• **EXERCISE AIM**
Write out the material word for word, from its first line up to and including the line with "(1001, 291)".

• **RECORDS PROVIDED**
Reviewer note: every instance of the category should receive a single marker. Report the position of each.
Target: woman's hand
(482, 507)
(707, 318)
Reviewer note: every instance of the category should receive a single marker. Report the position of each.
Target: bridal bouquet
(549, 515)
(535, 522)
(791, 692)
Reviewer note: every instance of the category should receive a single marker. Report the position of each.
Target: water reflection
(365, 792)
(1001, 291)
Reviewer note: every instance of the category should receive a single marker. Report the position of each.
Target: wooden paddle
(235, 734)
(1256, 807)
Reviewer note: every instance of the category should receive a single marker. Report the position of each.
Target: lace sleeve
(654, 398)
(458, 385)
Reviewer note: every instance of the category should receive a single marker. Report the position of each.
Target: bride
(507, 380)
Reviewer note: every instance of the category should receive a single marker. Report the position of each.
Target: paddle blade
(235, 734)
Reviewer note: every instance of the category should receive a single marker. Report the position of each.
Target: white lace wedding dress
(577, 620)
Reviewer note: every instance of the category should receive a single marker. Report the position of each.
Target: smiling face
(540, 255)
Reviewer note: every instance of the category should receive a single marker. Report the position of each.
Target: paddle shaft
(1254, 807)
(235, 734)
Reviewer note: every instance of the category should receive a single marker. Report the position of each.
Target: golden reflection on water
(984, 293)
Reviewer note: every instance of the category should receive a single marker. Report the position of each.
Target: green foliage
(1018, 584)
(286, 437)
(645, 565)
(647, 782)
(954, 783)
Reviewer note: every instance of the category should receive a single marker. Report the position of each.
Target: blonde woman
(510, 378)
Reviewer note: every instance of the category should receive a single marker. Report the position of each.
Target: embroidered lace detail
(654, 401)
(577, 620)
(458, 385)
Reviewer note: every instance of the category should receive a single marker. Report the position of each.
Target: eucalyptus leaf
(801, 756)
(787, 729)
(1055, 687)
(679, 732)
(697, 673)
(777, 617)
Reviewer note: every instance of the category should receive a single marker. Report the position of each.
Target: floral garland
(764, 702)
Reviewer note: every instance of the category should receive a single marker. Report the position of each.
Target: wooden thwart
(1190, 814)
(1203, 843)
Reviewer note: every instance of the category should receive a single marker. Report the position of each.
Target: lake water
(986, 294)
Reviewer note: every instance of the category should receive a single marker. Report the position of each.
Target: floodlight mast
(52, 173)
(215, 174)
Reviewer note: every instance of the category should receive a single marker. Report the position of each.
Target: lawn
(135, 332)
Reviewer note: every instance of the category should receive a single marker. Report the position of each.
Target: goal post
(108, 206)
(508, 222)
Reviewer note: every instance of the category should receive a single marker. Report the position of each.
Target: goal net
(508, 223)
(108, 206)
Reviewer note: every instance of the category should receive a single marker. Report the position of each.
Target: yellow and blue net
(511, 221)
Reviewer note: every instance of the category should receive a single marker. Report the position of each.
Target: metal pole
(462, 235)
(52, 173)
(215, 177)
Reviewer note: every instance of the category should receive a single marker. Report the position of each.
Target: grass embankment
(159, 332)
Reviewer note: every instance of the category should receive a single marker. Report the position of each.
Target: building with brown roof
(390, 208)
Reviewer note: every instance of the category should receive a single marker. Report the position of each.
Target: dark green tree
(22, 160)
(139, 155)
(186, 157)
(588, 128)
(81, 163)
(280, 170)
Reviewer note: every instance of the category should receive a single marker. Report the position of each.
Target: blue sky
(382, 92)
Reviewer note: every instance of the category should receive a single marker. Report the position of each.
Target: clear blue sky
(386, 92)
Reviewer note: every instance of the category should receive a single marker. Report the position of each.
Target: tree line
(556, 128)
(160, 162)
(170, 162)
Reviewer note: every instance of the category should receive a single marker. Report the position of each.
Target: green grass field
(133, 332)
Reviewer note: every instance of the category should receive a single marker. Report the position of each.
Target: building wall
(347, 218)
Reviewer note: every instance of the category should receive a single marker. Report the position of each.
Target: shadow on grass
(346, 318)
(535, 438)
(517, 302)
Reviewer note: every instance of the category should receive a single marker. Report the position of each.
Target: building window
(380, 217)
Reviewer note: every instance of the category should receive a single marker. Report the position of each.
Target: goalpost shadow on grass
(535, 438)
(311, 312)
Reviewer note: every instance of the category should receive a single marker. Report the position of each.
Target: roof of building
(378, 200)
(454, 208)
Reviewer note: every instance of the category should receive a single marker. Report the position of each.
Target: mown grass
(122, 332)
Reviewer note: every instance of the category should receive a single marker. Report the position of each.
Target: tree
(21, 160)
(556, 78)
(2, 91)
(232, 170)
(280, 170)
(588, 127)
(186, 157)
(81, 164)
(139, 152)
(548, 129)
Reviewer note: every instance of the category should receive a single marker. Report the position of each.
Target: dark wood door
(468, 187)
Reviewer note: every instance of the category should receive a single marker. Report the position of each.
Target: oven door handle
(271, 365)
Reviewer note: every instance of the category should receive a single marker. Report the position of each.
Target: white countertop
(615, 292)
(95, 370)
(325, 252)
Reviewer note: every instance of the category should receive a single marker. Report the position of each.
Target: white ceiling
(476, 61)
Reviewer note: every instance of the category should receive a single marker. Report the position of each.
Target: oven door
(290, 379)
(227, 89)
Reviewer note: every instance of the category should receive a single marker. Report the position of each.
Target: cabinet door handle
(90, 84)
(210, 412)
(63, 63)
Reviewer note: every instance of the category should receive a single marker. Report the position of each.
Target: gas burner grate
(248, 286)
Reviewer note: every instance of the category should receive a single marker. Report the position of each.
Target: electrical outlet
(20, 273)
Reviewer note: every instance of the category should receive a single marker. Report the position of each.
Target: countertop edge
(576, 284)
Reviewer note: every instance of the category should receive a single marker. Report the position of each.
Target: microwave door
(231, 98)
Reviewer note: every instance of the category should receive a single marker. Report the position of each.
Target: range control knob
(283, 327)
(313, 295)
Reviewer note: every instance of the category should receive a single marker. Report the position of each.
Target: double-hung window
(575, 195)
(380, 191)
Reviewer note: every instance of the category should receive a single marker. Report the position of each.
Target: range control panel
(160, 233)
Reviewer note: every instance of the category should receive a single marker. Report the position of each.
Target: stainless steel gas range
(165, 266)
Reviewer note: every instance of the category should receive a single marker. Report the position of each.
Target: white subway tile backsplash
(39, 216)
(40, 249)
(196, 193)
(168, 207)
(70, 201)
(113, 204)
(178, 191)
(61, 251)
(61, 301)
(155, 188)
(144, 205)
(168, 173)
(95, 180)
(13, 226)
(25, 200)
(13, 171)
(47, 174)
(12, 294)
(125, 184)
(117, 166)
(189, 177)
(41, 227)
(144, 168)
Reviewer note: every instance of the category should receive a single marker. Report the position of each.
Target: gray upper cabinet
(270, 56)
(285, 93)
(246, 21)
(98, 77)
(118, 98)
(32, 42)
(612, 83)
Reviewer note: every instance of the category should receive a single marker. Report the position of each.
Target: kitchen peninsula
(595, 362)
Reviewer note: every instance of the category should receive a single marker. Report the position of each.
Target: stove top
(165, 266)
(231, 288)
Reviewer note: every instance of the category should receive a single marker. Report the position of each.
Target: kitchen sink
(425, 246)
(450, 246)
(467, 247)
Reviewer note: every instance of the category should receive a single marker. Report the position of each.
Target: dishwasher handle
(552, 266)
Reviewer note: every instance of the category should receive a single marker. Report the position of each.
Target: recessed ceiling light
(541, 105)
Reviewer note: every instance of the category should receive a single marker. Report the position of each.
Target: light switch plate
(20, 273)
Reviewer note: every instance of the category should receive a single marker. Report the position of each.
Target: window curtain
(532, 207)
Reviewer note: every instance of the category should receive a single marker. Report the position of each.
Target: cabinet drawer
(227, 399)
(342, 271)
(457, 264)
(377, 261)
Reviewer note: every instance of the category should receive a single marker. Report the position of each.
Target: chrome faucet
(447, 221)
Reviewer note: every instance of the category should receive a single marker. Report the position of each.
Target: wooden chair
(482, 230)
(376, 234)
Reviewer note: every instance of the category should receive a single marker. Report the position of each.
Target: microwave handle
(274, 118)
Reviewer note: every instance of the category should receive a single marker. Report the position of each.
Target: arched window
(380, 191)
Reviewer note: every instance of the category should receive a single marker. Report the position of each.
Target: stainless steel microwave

• **EXPECTED ANSWER**
Reviewer note: every instance of the category should receive a single marker. Report the position of each.
Target: woman's hand
(482, 507)
(707, 318)
Reviewer note: every instance of the category should receive a single marker. Report the position of each.
Target: bridal bouquet
(549, 515)
(535, 522)
(791, 692)
Reviewer note: every instance of the category should receive a single marker. Report the position of each.
Target: water reflection
(365, 792)
(1001, 291)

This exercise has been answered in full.